▶ **Passage provided**
....

CLASSIFYING COLLEGES INTO HARD MEDIUM AND EASY BASED ON CLOSING RANK

In [None]:
df.sample(5)

In [None]:
def difficulty_label(df, total_seats=52000, new_col="difficulty_level"):
    df = df.copy()
    df["closing_norm"] = df["closing_rank"] / total_seats

    conditions = [
        df["closing_norm"] <= 0.2,   # top 20% ranks
        (df["closing_norm"] > 0.2) & (df["closing_norm"] <= 0.6),
        df["closing_norm"] > 0.6
    ]
    choices = ["Difficult", "Medium", "Easy"]

    df[new_col] = np.select(conditions, choices, default="Unknown")
    return df


In [None]:
df =difficulty_label(df)

In [None]:
df.sample(5)

LET'S USE PANDAS PROFILER

In [None]:
!pip install ydata-profiling

In [None]:
from ydata_profiling import ProfileReport
profile = ProfileReport(df, title="Pandas Profiling Report", explorative=True)

In [None]:
profile.to_notebook_iframe()

# **LETS DO SOME PRE-PROCESSING**

In [None]:
df.sample(5)

....

▶ **Dataset rows**
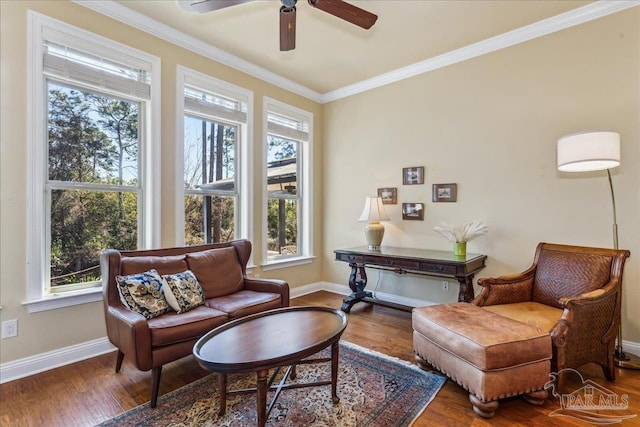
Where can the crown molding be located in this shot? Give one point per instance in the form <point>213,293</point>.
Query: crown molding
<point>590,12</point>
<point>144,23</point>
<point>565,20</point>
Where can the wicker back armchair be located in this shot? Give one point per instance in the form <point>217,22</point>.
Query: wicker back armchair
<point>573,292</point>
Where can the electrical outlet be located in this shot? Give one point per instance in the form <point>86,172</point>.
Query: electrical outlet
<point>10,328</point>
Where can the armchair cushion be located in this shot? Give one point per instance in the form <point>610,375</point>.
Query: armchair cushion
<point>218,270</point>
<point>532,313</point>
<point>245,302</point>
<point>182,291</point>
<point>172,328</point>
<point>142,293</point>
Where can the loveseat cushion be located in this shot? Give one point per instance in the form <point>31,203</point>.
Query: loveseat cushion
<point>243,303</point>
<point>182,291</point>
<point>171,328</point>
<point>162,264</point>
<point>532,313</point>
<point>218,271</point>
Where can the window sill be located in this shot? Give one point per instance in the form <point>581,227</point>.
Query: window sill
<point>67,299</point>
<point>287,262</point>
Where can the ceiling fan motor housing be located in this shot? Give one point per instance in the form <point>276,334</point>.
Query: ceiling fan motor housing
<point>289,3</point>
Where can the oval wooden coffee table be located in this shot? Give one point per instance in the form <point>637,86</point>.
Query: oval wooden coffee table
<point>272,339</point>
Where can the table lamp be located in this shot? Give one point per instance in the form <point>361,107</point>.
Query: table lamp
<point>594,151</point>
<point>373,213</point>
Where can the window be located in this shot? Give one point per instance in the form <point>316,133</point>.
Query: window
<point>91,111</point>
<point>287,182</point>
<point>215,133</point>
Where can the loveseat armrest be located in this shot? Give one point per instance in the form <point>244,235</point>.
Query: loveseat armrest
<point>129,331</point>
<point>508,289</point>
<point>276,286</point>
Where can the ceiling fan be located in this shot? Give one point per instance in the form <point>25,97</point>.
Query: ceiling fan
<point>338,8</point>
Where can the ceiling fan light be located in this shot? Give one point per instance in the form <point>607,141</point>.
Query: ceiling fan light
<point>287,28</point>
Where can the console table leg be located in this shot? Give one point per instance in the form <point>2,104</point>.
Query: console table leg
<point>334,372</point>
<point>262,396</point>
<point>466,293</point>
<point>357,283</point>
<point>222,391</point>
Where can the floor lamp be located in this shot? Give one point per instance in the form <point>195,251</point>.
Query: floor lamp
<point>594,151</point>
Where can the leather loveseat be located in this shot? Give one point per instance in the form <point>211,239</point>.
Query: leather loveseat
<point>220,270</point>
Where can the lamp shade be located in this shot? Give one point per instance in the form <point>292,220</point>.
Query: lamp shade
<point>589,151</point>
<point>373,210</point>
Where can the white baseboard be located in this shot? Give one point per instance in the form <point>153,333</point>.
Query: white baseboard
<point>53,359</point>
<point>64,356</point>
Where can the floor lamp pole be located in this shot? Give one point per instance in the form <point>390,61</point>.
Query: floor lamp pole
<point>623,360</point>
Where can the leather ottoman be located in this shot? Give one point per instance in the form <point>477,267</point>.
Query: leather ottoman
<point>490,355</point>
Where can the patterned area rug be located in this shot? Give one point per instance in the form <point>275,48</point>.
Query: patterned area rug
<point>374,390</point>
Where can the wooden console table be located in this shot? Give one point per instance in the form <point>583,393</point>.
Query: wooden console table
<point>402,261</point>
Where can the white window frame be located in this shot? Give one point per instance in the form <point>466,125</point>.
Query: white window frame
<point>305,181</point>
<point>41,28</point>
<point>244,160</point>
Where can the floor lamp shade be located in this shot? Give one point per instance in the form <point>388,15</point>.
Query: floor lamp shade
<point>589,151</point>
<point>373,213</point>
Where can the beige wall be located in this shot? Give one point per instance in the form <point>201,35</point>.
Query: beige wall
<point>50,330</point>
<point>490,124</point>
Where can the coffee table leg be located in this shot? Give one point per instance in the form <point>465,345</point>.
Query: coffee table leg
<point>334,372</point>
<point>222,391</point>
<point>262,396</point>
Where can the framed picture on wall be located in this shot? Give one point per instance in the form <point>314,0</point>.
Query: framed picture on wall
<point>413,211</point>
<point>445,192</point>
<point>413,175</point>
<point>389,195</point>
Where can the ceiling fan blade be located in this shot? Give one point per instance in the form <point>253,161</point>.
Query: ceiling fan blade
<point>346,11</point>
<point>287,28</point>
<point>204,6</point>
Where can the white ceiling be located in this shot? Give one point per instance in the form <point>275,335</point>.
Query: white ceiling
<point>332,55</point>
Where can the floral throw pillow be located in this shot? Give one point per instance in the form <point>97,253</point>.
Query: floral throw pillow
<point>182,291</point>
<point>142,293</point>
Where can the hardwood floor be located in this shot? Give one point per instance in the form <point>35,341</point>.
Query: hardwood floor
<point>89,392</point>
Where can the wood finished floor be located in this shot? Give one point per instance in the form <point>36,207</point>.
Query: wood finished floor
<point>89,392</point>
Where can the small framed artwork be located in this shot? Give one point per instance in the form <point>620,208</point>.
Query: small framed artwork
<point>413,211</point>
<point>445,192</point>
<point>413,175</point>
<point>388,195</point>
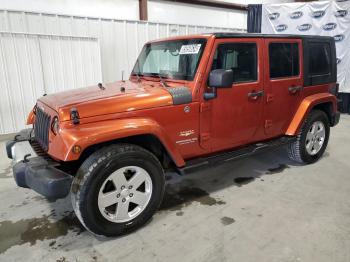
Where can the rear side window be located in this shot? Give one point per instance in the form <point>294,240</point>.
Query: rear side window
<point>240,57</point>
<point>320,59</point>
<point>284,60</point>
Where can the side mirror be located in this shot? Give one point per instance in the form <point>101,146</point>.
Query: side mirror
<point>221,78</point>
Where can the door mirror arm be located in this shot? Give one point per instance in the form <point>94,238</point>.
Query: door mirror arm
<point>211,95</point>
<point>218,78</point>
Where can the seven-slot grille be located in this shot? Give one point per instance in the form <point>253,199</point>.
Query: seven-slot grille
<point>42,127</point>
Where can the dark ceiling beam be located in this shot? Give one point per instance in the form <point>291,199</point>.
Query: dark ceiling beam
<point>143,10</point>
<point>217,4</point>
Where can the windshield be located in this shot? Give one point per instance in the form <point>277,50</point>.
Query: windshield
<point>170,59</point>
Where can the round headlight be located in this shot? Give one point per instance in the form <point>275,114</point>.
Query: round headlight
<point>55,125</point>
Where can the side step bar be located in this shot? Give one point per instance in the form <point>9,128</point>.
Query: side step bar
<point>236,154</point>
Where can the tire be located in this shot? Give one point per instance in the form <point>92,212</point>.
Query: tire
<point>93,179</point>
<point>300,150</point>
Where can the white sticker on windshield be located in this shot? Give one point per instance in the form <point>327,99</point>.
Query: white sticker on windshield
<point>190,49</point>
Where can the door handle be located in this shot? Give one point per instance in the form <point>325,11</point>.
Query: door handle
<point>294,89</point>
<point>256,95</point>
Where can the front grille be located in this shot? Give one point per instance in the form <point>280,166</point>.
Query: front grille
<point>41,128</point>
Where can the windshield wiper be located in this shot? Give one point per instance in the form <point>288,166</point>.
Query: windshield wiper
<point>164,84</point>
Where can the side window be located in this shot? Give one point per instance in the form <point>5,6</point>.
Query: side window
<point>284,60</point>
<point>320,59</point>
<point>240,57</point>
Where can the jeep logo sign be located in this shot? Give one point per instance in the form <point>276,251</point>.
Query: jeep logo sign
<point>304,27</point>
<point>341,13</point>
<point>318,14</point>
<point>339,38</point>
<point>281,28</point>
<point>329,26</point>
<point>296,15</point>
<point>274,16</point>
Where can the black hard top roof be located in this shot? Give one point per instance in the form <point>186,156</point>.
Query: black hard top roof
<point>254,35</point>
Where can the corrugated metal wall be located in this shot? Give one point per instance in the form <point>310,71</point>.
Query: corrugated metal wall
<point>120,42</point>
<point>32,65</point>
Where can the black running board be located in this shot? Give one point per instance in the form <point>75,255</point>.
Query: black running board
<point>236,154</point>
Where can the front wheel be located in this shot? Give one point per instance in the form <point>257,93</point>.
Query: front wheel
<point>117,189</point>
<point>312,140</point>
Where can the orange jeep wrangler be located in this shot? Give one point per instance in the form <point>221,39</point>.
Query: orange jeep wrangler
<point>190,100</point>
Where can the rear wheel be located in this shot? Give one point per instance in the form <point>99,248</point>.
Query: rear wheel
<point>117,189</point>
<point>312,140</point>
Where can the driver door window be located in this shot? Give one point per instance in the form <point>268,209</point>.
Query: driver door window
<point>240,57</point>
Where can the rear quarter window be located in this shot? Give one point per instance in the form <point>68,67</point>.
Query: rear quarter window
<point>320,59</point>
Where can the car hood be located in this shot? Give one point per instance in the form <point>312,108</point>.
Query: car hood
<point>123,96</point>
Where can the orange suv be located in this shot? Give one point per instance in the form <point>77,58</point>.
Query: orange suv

....

▶ **Actions to take**
[a] In the notebook on classifying colleges by closing rank, what default value does the difficulty_label function give total_seats?
[b] Write the next part of the notebook on classifying colleges by closing rank, picking up after its final cell.
The lines are not needed for any of this.

▶ **The replies**
[a] 52000

[b]
In [None]:
categorical_columns=["seat_type","domicile","reservation","college_type","difficulty_level"]
numerical_columns=["round", "opening_rank", "closing_rank", "year", "closing_norm"]

In [None]:
#Importing all necessary modules:
from sklearn.model_selection import train_test_split,GridSearchCV
from sklearn.preprocessing import StandardScaler
from sklearn.preprocessing import OneHotEncoder, FunctionTransformer
from sklearn.compose import ColumnTransformer
from sklearn.pipeline import Pipeline
from sklearn.tree import DecisionTreeClassifier
from sklearn.linear_model import LogisticRegression

In [None]:
X = df.drop(["college_name", "branch_short"], axis=1)
Y_college = df["college_name"]
Y_branch = df["branch_short"]

In [None]:
preprocessor_softmax = ColumnTransformer(
    transformers=[
        ("cat", OneHotEncoder(handle_unknown="ignore"), categorical_columns),
        ("num", StandardScaler(), numerical_columns)
    ]
)

In [None]:
#College_name_pipeline
college_model = Pipeline([
    ("preprocessor", preprocessor_softmax),
    ("classifier", LogisticRegression(
        multi_class="multinomial",
        solver="lbfgs",
        max_iter=1000,
        n_jobs=-1,
        random_state=42
    ))
])

In [None]:
#Branch_pipeline
branch_model = Pipeline([
    ("preprocessor", preprocessor_softmax),
    ("classifier", LogisticRegression(
        multi_class="multinomial",
        solver="lbfgs",
        max_iter=1000,
        n_jobs=-1,
        random_state=42
    ))
])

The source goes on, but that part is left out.